/---

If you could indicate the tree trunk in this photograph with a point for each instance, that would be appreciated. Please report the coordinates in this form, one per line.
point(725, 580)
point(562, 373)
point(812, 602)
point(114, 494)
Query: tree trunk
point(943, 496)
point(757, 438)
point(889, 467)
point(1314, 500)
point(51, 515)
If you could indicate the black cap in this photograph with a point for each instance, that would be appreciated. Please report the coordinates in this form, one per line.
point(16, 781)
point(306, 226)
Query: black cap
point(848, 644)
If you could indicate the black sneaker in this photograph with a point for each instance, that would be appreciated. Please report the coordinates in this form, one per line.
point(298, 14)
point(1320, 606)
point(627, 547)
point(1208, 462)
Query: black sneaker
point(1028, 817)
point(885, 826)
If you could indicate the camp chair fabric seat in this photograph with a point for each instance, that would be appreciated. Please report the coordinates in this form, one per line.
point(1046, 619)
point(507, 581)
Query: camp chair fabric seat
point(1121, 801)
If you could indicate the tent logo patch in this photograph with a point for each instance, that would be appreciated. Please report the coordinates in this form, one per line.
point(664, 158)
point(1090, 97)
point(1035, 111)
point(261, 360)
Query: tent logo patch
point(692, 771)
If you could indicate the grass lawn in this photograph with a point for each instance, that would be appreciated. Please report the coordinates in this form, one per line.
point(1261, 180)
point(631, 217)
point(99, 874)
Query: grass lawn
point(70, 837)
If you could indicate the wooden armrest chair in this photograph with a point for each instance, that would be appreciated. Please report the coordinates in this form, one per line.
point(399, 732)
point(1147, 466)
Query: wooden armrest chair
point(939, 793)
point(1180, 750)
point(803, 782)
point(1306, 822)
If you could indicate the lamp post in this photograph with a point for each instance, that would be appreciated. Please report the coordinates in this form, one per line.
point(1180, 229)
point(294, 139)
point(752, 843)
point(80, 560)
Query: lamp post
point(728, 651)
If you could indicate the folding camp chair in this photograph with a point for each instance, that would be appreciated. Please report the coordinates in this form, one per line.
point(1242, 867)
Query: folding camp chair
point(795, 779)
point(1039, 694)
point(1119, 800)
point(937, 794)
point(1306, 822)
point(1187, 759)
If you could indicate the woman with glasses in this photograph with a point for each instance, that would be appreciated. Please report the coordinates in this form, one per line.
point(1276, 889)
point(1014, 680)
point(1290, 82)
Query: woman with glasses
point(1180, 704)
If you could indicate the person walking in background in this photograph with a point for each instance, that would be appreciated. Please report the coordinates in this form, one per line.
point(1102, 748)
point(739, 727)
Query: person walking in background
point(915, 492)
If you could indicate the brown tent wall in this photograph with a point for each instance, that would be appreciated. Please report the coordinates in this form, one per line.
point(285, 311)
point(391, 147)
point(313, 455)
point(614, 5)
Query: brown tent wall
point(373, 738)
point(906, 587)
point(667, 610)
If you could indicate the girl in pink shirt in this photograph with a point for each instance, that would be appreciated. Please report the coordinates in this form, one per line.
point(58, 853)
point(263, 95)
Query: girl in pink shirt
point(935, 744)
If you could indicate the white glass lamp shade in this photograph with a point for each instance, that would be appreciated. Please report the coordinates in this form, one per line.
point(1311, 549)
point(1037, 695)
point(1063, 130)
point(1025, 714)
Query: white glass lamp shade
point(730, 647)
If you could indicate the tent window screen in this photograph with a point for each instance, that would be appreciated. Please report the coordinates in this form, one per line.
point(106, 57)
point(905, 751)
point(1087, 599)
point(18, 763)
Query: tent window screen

\---

### EXERCISE PROMPT
Write out the records. Leave nothing out and change nothing.

### ANSWER TO THIS PROBLEM
If you could indicate the tree trunk in this photograph with a point for each instance, that would be appreciated. Please report the coordinates in this form, one per line.
point(725, 580)
point(562, 373)
point(812, 602)
point(114, 494)
Query: tree trunk
point(943, 496)
point(757, 438)
point(889, 467)
point(1314, 500)
point(51, 515)
If you could indicate the black cap in this photograph with a point for each instance, that would be appreciated. Please report the coordinates in this form, one per line.
point(16, 781)
point(306, 226)
Query: black cap
point(848, 644)
If you could indicate the black sneaker in this photograph with a point for each instance, that would be appreciated. Please report the coordinates in this form, one per line.
point(298, 14)
point(1320, 606)
point(627, 547)
point(1208, 462)
Query: black sneaker
point(1028, 817)
point(885, 826)
If you could indicate the camp chair fabric seat in this photograph with a point for each instance, that would be appreciated. Please report the coordinates in this form, one per line.
point(1046, 619)
point(507, 581)
Query: camp chair fabric seat
point(1121, 801)
If you could indicate the tent logo patch in this photograph with a point for each instance, that would be appreciated. Please report the coordinates in this form, one per line.
point(664, 158)
point(1090, 97)
point(1035, 111)
point(261, 360)
Query: tent logo patch
point(692, 771)
If you could indicate the grass lawn in this photograph with a point for each instance, that would be appreciated. Please report the coordinates in this form, one per line.
point(1261, 180)
point(631, 217)
point(99, 874)
Query: grass lawn
point(70, 837)
If you could indicate the wooden armrest chair in this photograph with a point for each instance, that would be appreciated. Please report the coordinates in this form, one per line.
point(399, 732)
point(1147, 466)
Query: wooden armrest chair
point(939, 793)
point(1180, 750)
point(803, 782)
point(1306, 822)
If you could indicate the lamp post in this photograph with a point for each instance, that would be appreciated. Please report the coordinates in this form, one per line.
point(1180, 229)
point(294, 139)
point(752, 843)
point(80, 560)
Query: lamp post
point(728, 651)
If you could indicate the folding camp chair in this photograph with a point for each instance, that would be appreciated. Please report the coordinates in this form, one per line.
point(1242, 867)
Query: folding camp chair
point(795, 779)
point(1039, 694)
point(1119, 800)
point(937, 794)
point(1306, 822)
point(1187, 759)
If you could indicate the woman with glasses in this photograph with a point for each instance, that would be appreciated. Please report the coordinates in this form, one per line.
point(1276, 889)
point(1014, 680)
point(1290, 82)
Query: woman with glasses
point(1180, 704)
If you could indicate the person walking in background in this photograph with a point for each instance, that would be appreciated. Please report the coordinates in this form, one per line.
point(1102, 748)
point(739, 727)
Query: person walking in background
point(915, 492)
If you could indicate the brown tent wall in this photograph with a point for each instance, that would be appreciated. Please report the coordinates in this form, one per line.
point(285, 311)
point(391, 147)
point(313, 455)
point(614, 5)
Query: brown tent wall
point(373, 738)
point(906, 587)
point(667, 610)
If you could indicate the girl in pink shirt in this photograph with a point for each instance, that would be appreciated. Please report the coordinates in this form, one per line.
point(58, 853)
point(263, 95)
Query: girl in pink shirt
point(935, 744)
If you could indicate the white glass lamp shade in this photograph with a point for each instance, that would be appreciated. Please report the coordinates in this form, one per line.
point(1311, 549)
point(1037, 695)
point(1063, 130)
point(1025, 714)
Query: white glass lamp shade
point(730, 647)
If you could indicate the tent window screen in this photograph with a point for each instance, that would be appreciated. Please report the coordinates in this form, one per line.
point(106, 57)
point(905, 751)
point(1087, 599)
point(18, 763)
Query: tent window screen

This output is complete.